### Objective
Please gather every line in the listing below that contains the word "face", matching its case exactly, and copy each one.

### Dataset entries
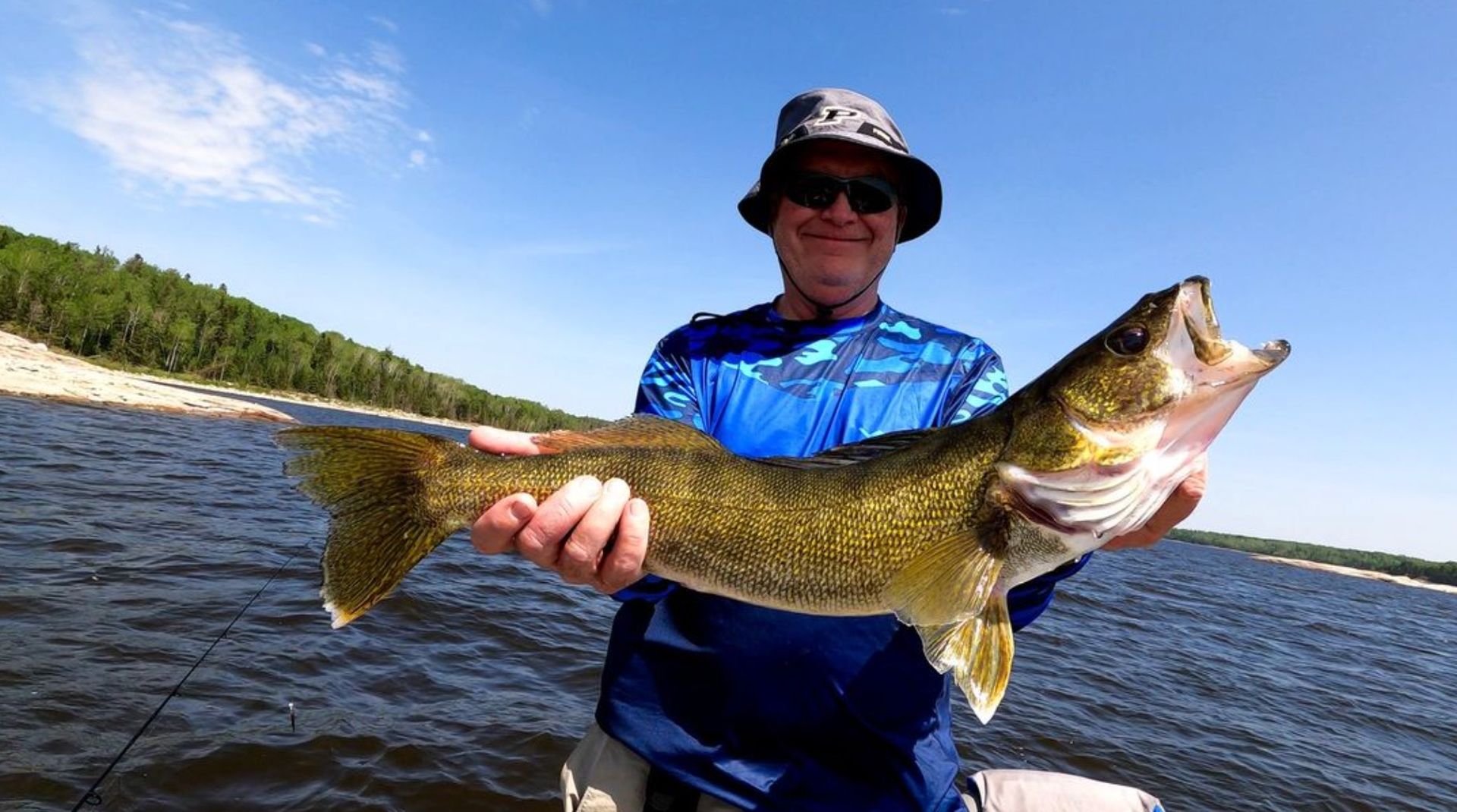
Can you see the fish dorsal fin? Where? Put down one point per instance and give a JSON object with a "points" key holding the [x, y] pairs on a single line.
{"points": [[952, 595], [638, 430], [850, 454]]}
* * *
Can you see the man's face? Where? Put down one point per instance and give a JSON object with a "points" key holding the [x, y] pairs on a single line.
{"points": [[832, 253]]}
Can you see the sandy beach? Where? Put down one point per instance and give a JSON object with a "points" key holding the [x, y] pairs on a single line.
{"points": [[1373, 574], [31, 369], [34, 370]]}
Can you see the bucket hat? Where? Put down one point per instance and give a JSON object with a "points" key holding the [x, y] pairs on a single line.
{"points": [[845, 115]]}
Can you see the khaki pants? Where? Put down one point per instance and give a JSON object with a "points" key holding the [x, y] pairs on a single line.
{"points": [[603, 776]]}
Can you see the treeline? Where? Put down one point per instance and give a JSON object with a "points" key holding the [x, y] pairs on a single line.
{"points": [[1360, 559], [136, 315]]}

### Written response
Can you see the man's face? Where? Put down one point per instance and give a JSON object with a "points" key holding the [x, y] pairs on a single line.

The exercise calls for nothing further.